READING PASSAGE ->
It’s fun facts like those that make me feel very tired when I see the most successful writer in the UK do the “edgelord” thing. 

LeDeR highlights other aspects of privilege and elitism, in the learning disability demographic, like the fact that the life expectancy of learning men is 22 years less, and the life expectancy of learning disabled women is 26 years less, than the non-learning disabled population.

I like Ricky and much of his work. I certainly don’t want to see him “cancelled”. Yet I like him rather more when he isn’t using pejoratives for learning disability than when he is. But he does seem to favour the vulnerable demographics as targets in his edgy, no holds barred comedy — rather than say, the oil industry or terrorist groups.

I’ve also defended him previously for his satire, when his satire appears. But as I watched his latest trailer for his latest comedy special, I struggled to see how saying retarded repeatedly, and doing the Netflix version of popularising mong, as he tried to do on Twitter previously, is smashing the political elite, the privileged decision makers or the leafy mansion dwelling establishment; which is what I understand that satire is usually deployed to do.

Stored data
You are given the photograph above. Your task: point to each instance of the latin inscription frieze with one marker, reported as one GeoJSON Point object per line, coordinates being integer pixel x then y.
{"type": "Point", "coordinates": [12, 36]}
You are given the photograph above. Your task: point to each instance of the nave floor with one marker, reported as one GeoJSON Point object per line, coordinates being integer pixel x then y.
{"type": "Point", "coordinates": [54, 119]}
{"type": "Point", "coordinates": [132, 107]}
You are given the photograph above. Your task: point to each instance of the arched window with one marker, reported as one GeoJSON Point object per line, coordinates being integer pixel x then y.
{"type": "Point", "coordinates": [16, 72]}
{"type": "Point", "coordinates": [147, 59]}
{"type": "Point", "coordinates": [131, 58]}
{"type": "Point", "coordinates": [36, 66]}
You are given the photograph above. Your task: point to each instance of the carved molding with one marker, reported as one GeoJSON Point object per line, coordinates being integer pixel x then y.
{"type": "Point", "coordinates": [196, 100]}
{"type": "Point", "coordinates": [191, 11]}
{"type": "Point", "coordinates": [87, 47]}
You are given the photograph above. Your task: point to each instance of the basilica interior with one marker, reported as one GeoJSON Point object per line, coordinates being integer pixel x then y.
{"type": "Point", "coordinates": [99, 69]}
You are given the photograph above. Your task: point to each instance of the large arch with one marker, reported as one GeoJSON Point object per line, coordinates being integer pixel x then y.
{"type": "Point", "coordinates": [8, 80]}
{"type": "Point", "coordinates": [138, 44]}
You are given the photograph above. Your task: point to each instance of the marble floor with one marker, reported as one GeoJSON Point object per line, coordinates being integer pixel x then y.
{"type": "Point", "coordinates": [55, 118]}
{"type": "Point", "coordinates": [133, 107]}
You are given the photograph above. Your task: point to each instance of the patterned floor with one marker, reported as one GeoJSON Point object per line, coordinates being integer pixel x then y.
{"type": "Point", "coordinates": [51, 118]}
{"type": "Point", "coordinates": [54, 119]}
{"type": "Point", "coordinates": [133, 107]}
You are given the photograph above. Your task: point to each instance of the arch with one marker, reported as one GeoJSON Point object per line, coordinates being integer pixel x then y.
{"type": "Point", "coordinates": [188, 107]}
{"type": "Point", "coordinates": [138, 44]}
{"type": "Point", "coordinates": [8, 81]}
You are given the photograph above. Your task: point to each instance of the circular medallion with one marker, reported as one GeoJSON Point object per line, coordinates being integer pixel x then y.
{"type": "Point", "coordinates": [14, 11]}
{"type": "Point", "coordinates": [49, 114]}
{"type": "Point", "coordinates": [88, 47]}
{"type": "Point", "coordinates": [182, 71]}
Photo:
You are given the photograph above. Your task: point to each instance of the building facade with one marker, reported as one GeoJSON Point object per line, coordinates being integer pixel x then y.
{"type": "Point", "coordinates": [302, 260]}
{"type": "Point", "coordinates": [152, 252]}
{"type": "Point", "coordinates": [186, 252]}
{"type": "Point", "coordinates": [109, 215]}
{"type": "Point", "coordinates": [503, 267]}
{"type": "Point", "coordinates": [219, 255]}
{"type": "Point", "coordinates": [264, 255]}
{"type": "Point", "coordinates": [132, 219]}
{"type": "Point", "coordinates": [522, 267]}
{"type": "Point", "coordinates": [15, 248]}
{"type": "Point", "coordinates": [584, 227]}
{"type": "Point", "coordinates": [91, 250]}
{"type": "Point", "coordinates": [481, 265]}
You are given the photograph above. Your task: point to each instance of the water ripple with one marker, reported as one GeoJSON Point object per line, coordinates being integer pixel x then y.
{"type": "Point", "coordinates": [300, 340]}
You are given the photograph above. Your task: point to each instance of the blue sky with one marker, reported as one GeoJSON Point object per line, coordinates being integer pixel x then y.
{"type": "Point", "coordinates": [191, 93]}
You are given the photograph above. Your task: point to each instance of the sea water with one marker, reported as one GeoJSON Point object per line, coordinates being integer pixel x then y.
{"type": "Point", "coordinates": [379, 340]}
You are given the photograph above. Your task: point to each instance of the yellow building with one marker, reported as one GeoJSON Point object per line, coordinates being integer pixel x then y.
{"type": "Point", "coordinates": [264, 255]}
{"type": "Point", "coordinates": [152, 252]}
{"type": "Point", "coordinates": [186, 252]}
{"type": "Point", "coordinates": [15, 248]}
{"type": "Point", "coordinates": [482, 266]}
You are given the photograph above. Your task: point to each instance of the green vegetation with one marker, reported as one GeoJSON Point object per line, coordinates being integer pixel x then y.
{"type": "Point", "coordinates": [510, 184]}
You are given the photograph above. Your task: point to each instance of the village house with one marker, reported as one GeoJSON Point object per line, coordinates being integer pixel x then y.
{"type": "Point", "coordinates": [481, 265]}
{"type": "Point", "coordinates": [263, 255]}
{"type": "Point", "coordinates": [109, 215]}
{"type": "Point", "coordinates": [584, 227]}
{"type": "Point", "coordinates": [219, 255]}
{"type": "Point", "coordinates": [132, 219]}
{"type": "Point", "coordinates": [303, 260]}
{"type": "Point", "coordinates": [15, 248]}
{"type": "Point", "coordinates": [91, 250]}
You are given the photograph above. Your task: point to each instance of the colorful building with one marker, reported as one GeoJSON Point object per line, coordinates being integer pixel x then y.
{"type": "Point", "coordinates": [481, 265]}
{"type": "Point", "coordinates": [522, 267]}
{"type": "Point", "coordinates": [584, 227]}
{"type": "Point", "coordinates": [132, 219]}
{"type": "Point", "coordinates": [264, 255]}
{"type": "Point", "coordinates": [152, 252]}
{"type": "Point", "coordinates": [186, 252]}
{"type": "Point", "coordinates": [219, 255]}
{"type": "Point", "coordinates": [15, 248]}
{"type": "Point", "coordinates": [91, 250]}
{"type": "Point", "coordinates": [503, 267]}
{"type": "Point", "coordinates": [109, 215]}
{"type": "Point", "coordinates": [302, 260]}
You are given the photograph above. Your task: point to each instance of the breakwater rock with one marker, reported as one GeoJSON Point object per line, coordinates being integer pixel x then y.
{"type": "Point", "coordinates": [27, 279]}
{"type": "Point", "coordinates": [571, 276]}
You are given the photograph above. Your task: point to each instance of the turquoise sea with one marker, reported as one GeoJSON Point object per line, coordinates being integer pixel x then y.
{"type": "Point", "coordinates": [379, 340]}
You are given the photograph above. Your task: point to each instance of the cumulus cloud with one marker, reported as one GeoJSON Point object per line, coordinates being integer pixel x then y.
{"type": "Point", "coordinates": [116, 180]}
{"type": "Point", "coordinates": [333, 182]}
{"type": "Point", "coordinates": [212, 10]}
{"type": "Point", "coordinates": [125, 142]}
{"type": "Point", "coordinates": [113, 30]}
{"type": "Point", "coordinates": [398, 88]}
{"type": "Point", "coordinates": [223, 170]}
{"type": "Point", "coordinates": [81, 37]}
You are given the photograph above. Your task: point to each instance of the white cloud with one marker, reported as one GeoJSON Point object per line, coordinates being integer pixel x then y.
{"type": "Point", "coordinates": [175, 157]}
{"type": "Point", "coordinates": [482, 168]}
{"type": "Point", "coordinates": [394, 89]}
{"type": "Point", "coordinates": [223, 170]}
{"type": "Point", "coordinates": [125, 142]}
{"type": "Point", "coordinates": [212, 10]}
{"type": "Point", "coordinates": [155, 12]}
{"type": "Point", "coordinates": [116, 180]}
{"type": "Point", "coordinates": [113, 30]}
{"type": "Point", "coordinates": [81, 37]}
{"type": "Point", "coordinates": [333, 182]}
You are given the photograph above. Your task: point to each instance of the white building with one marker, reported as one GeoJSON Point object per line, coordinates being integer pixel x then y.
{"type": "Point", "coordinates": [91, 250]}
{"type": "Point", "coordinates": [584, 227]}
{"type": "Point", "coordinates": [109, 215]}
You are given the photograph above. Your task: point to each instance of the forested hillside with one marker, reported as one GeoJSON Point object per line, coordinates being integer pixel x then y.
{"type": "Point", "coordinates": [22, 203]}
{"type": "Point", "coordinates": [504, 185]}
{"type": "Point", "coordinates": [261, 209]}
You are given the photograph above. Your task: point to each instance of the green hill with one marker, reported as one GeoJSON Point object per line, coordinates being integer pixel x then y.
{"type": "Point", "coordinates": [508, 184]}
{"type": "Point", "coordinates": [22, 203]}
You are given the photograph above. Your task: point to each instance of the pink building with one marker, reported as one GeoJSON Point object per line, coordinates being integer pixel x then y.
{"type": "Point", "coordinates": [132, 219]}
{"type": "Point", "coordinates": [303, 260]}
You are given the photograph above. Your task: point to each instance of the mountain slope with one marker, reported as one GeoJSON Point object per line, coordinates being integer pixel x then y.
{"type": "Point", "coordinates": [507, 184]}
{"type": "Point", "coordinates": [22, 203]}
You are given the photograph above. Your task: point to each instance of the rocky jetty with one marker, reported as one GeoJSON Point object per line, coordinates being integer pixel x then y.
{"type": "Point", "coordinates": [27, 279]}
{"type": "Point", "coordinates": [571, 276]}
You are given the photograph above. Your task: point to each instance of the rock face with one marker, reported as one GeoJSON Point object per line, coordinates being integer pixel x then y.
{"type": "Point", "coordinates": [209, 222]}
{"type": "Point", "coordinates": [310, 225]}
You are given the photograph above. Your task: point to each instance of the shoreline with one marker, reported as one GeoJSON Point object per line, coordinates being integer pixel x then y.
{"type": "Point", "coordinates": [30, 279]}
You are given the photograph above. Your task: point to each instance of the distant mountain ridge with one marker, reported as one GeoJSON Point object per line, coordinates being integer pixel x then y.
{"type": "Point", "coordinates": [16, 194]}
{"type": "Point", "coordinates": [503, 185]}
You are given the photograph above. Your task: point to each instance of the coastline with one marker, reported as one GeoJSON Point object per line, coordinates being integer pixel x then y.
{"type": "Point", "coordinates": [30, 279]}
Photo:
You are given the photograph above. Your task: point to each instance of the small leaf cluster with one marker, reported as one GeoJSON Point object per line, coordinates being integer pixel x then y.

PROBLEMS TO SOLVE ->
a) Translate the sentence "I certainly don’t want to see him “cancelled”." from the commentary on Ricky's comedy into Spanish.
b) Retype the part of the commentary on Ricky's comedy starting with "I like Ricky" and going on through "or terrorist groups.".

ANSWERS TO EACH TASK ->
a) Desde luego, no quiero verlo «cancelado».

b)
I like Ricky and much of his work. I certainly don’t want to see him “cancelled”. Yet I like him rather more when he isn’t using pejoratives for learning disability than when he is. But he does seem to favour the vulnerable demographics as targets in his edgy, no holds barred comedy — rather than say, the oil industry or terrorist groups.